Repeat the whole listing below exactly as it reads.

Materials provided Start Marker

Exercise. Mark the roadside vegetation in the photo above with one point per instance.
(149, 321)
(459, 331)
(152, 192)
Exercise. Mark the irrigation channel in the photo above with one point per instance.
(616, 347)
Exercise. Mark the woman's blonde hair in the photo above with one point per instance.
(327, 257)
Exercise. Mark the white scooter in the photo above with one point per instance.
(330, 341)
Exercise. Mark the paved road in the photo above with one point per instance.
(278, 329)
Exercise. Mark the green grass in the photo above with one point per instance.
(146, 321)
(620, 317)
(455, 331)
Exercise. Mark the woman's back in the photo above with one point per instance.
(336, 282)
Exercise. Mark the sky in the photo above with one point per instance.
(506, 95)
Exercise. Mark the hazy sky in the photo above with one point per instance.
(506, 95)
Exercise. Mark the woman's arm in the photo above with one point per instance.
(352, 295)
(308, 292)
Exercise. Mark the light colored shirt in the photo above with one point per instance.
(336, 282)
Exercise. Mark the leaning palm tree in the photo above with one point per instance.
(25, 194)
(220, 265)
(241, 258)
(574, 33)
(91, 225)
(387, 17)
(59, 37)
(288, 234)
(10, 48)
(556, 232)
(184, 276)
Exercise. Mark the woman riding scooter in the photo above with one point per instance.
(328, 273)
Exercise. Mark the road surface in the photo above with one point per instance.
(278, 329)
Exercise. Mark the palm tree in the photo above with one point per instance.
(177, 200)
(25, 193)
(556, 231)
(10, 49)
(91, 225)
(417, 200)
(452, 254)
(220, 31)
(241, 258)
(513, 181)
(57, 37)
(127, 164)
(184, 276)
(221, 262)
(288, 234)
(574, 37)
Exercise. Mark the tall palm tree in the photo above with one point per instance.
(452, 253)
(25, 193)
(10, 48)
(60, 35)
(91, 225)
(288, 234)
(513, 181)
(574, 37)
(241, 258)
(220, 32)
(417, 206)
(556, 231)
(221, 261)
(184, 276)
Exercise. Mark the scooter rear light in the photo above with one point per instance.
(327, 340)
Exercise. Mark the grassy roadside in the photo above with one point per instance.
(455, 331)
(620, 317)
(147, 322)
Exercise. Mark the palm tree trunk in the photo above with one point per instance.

Materials provided End Marker

**Answer box**
Exercise. Mark the roadside vegetation in the photo above with one point per instance.
(149, 321)
(459, 331)
(152, 192)
Exercise. Mark the irrigation channel in the photo above with one point per instance.
(616, 347)
Exercise. Mark the woman's blonde hair in the photo above with one point per instance.
(327, 257)
Exercise. Mark the white scooter in the photo above with one point per instance.
(330, 341)
Exercise. Mark the paved road in the photo above with one point per instance.
(278, 329)
Exercise. Mark the green grass in the photo above with one point per instance.
(146, 321)
(620, 317)
(455, 331)
Exercise. Mark the woman's back in the photo above with one point per instance.
(336, 282)
Exercise. Mark the sky in the photo above with one point per instance.
(506, 95)
Exercise. Mark the hazy sky in the photo above with one point per instance.
(506, 95)
Exercise. Mark the woman's arm in the photo above with one point per instance.
(352, 295)
(308, 292)
Exercise. Mark the light colored shirt in the photo above with one point per instance.
(336, 282)
Exercise. Mark the leaning palm tree in the photo above with one point per instance.
(25, 194)
(220, 265)
(241, 258)
(574, 33)
(91, 225)
(387, 17)
(59, 37)
(288, 234)
(10, 48)
(556, 232)
(184, 276)
Exercise. Mark the woman riding scooter in the photo above with one point per instance.
(328, 273)
Exercise. Mark the road surface in the photo above with one point per instance.
(278, 329)
Exercise. Mark the palm tree in the photo above with one point per instance.
(177, 200)
(25, 193)
(556, 231)
(10, 49)
(91, 225)
(417, 200)
(452, 254)
(220, 31)
(241, 258)
(513, 181)
(57, 37)
(127, 164)
(184, 276)
(221, 262)
(288, 234)
(574, 37)
Exercise. Mark the tall palm tree in the photo above with one point per instance.
(452, 253)
(25, 193)
(10, 48)
(60, 35)
(91, 225)
(288, 234)
(513, 181)
(574, 37)
(241, 258)
(220, 32)
(417, 206)
(556, 231)
(221, 261)
(184, 276)
Exercise. Mark the scooter rear light in the photo above with one point per instance.
(327, 340)
Exercise. Mark the grassy roadside in the photo above with one point per instance.
(455, 331)
(620, 317)
(147, 322)
Exercise. Mark the palm tree trunk in the photo above with one point per instance.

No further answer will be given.